**DATASET:**
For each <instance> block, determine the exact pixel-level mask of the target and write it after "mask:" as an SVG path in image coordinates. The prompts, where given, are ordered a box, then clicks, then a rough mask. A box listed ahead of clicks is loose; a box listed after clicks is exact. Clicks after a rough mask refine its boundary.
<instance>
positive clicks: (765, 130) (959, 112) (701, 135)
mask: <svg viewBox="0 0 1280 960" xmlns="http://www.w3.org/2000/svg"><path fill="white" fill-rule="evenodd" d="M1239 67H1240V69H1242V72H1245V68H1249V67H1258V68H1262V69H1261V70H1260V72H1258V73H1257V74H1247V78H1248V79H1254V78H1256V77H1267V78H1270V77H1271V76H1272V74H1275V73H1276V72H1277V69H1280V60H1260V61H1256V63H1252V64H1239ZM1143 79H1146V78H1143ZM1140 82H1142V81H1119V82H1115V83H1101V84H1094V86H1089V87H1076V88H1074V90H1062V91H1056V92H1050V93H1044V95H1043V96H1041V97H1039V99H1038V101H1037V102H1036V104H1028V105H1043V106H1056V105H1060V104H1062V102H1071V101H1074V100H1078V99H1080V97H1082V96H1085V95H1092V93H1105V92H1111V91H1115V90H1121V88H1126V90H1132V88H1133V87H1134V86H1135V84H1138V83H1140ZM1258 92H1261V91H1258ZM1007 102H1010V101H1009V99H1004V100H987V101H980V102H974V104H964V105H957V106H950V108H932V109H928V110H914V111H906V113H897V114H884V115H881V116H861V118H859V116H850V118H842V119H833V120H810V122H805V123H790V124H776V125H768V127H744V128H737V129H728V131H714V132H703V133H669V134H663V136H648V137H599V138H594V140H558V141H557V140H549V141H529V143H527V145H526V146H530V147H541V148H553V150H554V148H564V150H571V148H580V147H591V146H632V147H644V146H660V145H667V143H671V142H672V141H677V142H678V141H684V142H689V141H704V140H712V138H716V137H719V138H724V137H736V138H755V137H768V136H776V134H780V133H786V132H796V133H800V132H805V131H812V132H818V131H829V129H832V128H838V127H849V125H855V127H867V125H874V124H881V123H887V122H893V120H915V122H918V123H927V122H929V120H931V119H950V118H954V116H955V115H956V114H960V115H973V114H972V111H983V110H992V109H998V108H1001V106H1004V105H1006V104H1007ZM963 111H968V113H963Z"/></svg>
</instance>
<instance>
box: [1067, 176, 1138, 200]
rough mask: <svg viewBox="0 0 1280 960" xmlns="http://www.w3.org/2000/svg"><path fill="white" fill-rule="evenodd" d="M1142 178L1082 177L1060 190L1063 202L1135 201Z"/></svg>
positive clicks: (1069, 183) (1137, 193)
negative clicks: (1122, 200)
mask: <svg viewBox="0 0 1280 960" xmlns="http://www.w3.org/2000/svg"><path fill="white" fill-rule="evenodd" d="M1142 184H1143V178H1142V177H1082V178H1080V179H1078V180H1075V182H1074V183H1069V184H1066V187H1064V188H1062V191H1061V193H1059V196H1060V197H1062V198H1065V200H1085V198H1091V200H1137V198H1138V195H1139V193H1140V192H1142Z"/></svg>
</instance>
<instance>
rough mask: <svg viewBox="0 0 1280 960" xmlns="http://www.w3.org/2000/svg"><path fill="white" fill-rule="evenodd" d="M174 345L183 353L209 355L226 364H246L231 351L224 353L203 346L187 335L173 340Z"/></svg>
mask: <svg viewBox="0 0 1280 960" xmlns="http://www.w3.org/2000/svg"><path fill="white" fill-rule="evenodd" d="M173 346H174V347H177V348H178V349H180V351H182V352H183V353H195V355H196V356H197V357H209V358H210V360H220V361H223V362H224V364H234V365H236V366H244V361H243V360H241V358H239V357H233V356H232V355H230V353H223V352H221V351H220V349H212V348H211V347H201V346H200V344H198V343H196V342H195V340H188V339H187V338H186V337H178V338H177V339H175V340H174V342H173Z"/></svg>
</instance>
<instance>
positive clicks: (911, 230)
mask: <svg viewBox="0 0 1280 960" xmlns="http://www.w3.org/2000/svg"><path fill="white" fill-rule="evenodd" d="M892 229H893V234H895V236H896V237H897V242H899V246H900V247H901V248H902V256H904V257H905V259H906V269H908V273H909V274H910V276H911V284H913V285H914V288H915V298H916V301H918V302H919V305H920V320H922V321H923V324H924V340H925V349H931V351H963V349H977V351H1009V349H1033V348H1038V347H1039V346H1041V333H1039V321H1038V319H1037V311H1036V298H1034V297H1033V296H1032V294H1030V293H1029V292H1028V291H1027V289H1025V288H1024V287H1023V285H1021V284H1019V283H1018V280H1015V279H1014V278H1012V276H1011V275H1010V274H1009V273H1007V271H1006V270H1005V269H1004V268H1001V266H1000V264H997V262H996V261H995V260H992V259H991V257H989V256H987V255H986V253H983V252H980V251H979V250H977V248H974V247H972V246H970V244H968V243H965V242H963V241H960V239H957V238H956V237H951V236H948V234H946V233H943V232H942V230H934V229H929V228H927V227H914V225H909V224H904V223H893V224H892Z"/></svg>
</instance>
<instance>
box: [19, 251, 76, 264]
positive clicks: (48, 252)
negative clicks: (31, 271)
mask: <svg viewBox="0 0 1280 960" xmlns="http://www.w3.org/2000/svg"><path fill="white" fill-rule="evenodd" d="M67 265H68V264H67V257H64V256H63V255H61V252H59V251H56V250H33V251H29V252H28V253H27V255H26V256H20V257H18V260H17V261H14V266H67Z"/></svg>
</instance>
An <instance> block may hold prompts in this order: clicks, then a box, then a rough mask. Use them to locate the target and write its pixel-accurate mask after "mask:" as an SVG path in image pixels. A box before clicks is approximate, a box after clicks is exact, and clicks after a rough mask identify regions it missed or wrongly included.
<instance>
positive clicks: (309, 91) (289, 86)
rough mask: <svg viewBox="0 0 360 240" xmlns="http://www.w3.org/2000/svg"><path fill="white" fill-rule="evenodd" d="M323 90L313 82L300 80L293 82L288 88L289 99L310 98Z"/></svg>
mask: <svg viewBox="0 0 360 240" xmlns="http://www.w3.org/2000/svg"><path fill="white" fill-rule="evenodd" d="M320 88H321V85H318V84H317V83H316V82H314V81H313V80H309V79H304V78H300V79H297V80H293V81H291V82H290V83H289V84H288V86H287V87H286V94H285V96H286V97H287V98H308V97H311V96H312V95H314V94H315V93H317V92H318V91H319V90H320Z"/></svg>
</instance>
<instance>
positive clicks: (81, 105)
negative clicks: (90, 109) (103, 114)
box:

**WHAT THE EXERCISE ASKS:**
Rewrite the data above as a numbered list, from its first line through the line with "positive clicks: (765, 130)", leaving out blank lines.

**FINAL ANSWER:**
1. For each <instance> block, determine the exact pixel-level mask of the target and write it after "mask:" as an SVG path in image coordinates. The prompts, where given, are ordered a box, then clicks, then a rough mask. A box listed ahead of clicks is loose; a box listed after clicks is exact. Clicks after a rough mask refine its boundary.
2. <instance>
3. positive clicks: (765, 130) (959, 112) (701, 135)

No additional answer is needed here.